**Work to do**: Please update the rows below so that each "church" becomes "chapel", with nothing else altered.

**Records for this exercise**:
▶
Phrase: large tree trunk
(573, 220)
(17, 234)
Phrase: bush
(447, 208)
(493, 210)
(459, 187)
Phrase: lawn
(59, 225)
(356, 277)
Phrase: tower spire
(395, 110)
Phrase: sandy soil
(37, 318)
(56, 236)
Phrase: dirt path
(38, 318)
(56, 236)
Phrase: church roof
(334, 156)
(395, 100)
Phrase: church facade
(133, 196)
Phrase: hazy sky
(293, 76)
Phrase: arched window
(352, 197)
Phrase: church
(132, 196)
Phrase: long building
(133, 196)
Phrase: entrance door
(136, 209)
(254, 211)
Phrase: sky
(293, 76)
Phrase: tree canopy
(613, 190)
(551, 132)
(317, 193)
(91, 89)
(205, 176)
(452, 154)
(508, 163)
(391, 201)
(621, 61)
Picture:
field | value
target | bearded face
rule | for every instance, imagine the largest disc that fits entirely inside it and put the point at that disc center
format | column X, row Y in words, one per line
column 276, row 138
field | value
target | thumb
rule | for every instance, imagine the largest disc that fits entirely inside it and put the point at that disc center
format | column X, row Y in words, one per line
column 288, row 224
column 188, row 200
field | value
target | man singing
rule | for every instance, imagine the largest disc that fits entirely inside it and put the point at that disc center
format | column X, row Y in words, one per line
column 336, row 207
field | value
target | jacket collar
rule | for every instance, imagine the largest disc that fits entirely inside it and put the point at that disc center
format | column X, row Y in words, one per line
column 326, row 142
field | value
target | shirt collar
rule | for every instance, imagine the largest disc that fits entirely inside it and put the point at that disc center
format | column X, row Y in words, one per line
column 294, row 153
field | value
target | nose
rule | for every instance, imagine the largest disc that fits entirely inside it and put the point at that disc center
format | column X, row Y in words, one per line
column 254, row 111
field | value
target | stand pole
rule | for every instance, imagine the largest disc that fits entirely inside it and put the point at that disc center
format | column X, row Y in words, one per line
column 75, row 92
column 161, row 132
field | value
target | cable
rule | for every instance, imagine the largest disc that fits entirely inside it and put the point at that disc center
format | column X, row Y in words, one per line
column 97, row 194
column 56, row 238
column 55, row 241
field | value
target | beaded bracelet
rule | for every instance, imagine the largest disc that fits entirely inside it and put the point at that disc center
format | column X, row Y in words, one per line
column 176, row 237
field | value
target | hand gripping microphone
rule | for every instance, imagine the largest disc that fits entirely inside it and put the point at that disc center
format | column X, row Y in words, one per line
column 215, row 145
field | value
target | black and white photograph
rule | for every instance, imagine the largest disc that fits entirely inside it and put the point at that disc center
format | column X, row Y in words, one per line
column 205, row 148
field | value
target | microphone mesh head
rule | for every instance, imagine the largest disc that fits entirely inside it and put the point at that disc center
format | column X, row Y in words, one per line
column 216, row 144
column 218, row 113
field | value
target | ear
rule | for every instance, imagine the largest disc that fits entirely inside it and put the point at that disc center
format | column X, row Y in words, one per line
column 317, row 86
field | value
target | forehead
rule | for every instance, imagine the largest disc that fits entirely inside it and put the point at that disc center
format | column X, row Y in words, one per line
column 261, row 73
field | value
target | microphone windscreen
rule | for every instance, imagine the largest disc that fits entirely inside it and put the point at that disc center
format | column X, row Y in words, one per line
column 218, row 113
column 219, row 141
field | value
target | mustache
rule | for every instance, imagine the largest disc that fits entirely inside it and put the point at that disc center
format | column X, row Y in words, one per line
◀
**Response to this task**:
Phrase: large tree trunk
(573, 220)
(17, 234)
Phrase: bush
(447, 208)
(493, 210)
(459, 187)
Phrase: lawn
(59, 225)
(356, 277)
Phrase: tower spire
(395, 110)
Phrase: sandy soil
(37, 318)
(56, 236)
Phrase: dirt path
(38, 318)
(56, 236)
Phrase: chapel roof
(334, 156)
(395, 100)
Phrase: chapel facade
(133, 196)
Phrase: hazy sky
(293, 76)
Phrase: arched window
(352, 197)
Phrase: chapel
(132, 196)
Phrase: long building
(133, 196)
Phrase: entrance door
(136, 209)
(254, 211)
Phrase: sky
(293, 76)
Phrase: tree canopy
(613, 190)
(551, 132)
(317, 193)
(91, 89)
(205, 176)
(452, 154)
(508, 163)
(391, 201)
(621, 61)
Picture:
field | value
target | bearded face
rule | for every instance, imagine the largest disc that fits entirely inside it and put the point at that disc center
format | column X, row Y in words, one per line
column 276, row 138
field | value
target | thumb
rule | for every instance, imagine the largest disc that fits entirely inside it and put the point at that disc center
format | column X, row Y in words, one per line
column 288, row 224
column 188, row 200
field | value
target | man singing
rule | for every instance, imagine the largest disc that fits entirely inside it and put the point at that disc center
format | column X, row Y in words, one per line
column 336, row 207
field | value
target | jacket collar
rule | for every instance, imagine the largest disc that fits entirely inside it and put the point at that disc center
format | column X, row Y in words, one per line
column 326, row 142
field | value
target | shirt collar
rule | for every instance, imagine the largest disc that fits entirely inside it and put the point at that disc center
format | column X, row Y in words, one per line
column 294, row 153
field | value
target | nose
rule | for every instance, imagine the largest disc that fits entirely inside it and put the point at that disc center
format | column X, row Y in words, one per line
column 254, row 111
field | value
target | stand pole
rule | for every instance, imagine the largest disc that fits entirely inside it and put the point at that disc center
format | column X, row Y in words, one per line
column 75, row 92
column 161, row 132
field | value
target | cable
rule | for every instance, imagine the largest disc that fits entirely inside it and put the point at that disc center
format | column X, row Y in words, one per line
column 97, row 194
column 56, row 238
column 55, row 241
field | value
target | beaded bracelet
rule | for every instance, imagine the largest disc that fits entirely inside it and put the point at that disc center
format | column X, row Y in words, one per line
column 176, row 237
field | value
target | hand gripping microphone
rule | for every instance, imagine the largest disc that fits entirely inside it and put the point at that disc center
format | column X, row Y in words, one per line
column 215, row 145
field | value
target | black and white photograph
rule | for every instance, imagine the largest disc that fits entirely inside it and put the point at that disc center
format | column X, row Y in words, one per line
column 205, row 148
field | value
target | microphone mesh head
rule | for every instance, imagine the largest disc that fits entirely inside it and put the point at that disc center
format | column X, row Y in words, one per line
column 216, row 144
column 218, row 113
field | value
target | ear
rule | for every instance, imagine the largest disc that fits entirely inside it and put the point at that disc center
format | column X, row Y in words, one per line
column 317, row 86
field | value
target | forehead
rule | for every instance, imagine the largest disc that fits entirely inside it and put the point at that disc center
format | column X, row Y in words, one per line
column 261, row 73
field | value
target | microphone windscreen
rule | for every instance, imagine the largest disc that fits entirely inside it and put the point at that disc center
format | column X, row Y in words, one per line
column 218, row 113
column 219, row 141
field | value
target | mustache
rule | for every instance, imagine the largest disc that fits entirely inside it and put the point at that disc center
format | column X, row Y in words, one per line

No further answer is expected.